**Work to do**:
Using the match commentary below, explain in one to three sentences why the writer struggled to produce The Aftershock postgame show after Saturday's game.

**Source text**:

Feb 25, 2023; Atlanta, Georgia, USA; San Jose Earthquakes defender Jonathan Mensah (4) controls the ball in the first half against the Atlanta United FC at Mercedes-Benz Stadium. Mandatory Credit: Brett Davis-USA TODAY Sports
Special acknowledgment to Quakes Epicenter patron Trevor Wojcik, a data scientist in the economics field, for constructing a season and player simulation technique for me that will be used in this series and beyond. Trevor’s insightful work and feedback made this preseason series concept for 2023 possible.
Introduction
I’m still shell-shocked. Every weekend in MLS feels like it has wild finishes, but not often quite like this. In the first game of Luchi Gonzalez as the head coach of the San Jose Earthquakes, we saw the Quakes involved in a finish that we maybe haven’t seen at this level since Shea Salinas and Alan Gordon in 2013 at the Cali Clasico. Two goals in stoppage time to win a game…but in reverse Goonies style. The Quakes were on the wrong end of a soccer gods decision at Mercedes-Benz Stadium on Saturday night, and many of us are struggling to make sense of it.
This fan base has been through a lot in the past few years. 2022 saw as little hype around the club as I’ve seen since I began following it at the end of 2011. Between the Stahre and Almeyda eras, the fans have been feeling crushed by defeat after defeat, and only in the middle of 2019 feeling have they been able to feel the tide had turned in their favor. That was three-and-a-half years ago.
In the aftermath of Saturday’s game, I couldn’t tweet. I didn’t even have time to put out a tweet. I didn’t have to talk to the fans since we had four amazing hosts I could lean on to do that, but I struggled with trying to produce The Aftershock postgame show in the face of such a finish and then the changes thrust on us at the last second due to the new Apple TV/MLS Season Pass plans for postgame press conferences.
While I love what we do here, there was a moment I felt like walking away. “Is this worth it?” was a question I haven’t really asked myself through all the losses of the past five years, but I asked it last night in the face of an avalanche of negative outcomes within the span of about 20 minutes.
While I pondered that question, I saw two different responses from the analysts and the fan base on Twitter and The Aftershock Postgame Show:
- “Same ol’ Quakes” from fans who feel like they have again been killed by the hope of a new season, a new coach, and a few new players.
- “This one was different, though” from fans who tried to keep the perspective that this was just one game — just the very first game — of a very long season.
“The die has been cast.” Same ol’ Quakes.
“The die has not been cast.” Today was not a different result, but what we saw was different.

**Entries shown**:
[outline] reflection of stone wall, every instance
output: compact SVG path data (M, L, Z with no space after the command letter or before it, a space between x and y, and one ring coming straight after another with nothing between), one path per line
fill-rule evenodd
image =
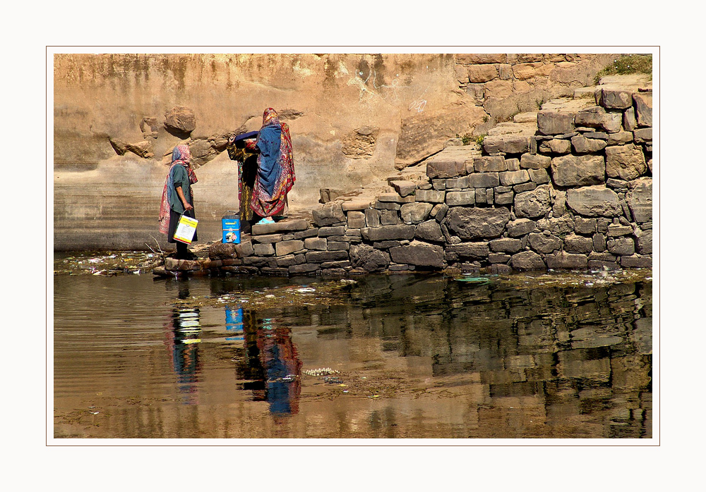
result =
M376 342L359 363L388 360L394 348L437 384L477 383L465 412L480 423L474 437L517 437L491 433L515 427L545 437L651 436L651 283L523 291L393 276L358 288L370 303L342 309L353 333Z

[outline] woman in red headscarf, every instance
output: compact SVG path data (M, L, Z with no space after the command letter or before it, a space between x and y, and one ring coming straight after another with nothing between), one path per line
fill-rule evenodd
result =
M265 221L282 215L287 210L287 194L294 184L294 161L292 137L286 123L280 122L277 112L268 108L263 114L263 125L255 147L258 156L258 176L253 187L251 206Z
M172 152L172 167L167 175L164 189L162 192L162 206L160 211L160 232L167 234L168 242L176 243L178 259L194 259L196 255L186 245L174 239L174 232L182 214L196 219L193 212L193 195L191 185L196 183L196 175L191 168L191 152L188 145L177 145ZM197 240L194 233L192 242Z

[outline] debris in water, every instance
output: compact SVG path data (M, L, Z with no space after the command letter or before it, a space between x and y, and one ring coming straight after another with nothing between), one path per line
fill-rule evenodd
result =
M332 369L330 367L322 367L316 369L307 369L304 371L307 376L325 376L327 374L338 374L338 371Z

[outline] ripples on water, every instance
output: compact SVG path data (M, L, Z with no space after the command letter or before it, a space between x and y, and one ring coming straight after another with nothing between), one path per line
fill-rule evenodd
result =
M651 282L371 276L343 305L184 303L292 281L55 276L55 437L652 436Z

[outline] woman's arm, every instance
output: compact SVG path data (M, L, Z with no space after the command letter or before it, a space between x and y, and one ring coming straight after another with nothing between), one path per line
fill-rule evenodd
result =
M186 197L184 196L184 190L181 189L181 186L174 187L174 190L176 190L176 195L179 195L179 198L181 200L181 204L184 205L184 211L188 211L193 209L191 204L186 201Z

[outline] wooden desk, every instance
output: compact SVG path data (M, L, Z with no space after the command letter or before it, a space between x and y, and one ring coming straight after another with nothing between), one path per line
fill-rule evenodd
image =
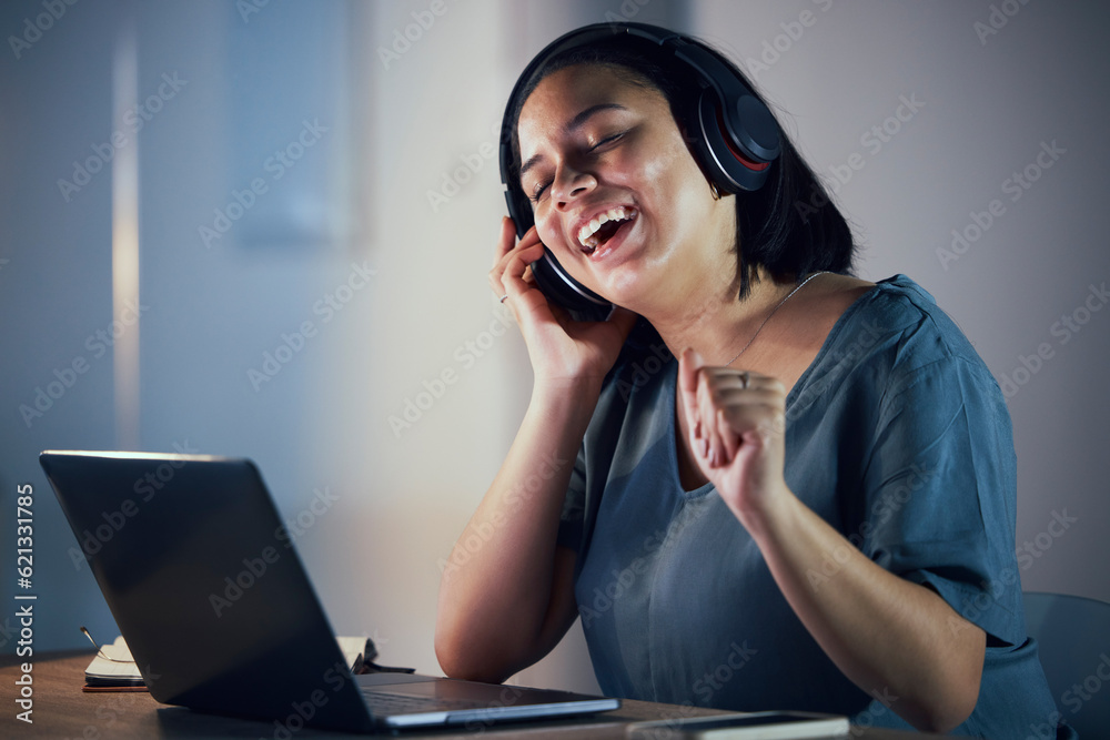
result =
M149 693L84 693L84 669L92 660L92 651L36 655L33 671L33 724L16 719L20 711L14 703L14 681L21 675L19 659L4 656L0 659L0 738L72 738L77 740L117 740L117 738L273 738L273 723L256 722L213 714L202 714L182 707L167 707L150 698ZM708 709L687 709L672 704L646 701L625 701L615 712L605 712L585 719L557 722L529 722L514 726L493 726L483 732L491 740L583 740L585 738L624 738L627 722L645 719L669 719L684 716L719 713ZM404 733L402 738L473 738L475 732L435 730ZM305 728L293 736L304 738L342 738L345 733L325 732ZM860 740L898 740L909 738L939 738L896 730L866 729L854 732Z

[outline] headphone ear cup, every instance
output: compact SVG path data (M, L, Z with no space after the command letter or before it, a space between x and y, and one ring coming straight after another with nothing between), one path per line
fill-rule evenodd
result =
M740 99L740 104L747 100L755 101L745 97ZM726 193L759 190L767 181L770 162L759 162L746 155L733 142L720 111L720 101L708 88L698 98L696 118L704 142L705 166L710 171L710 179L717 189Z
M552 303L571 312L575 321L605 321L613 304L571 277L546 246L544 256L532 263L536 285Z

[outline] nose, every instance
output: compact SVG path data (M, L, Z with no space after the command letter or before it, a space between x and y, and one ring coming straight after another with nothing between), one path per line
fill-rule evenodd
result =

**Result for this task**:
The writer struggled because of how the game ended. Late changes to postgame press conferences also made it hard, since they were forced at the last second by the new Apple TV/MLS Season Pass plans.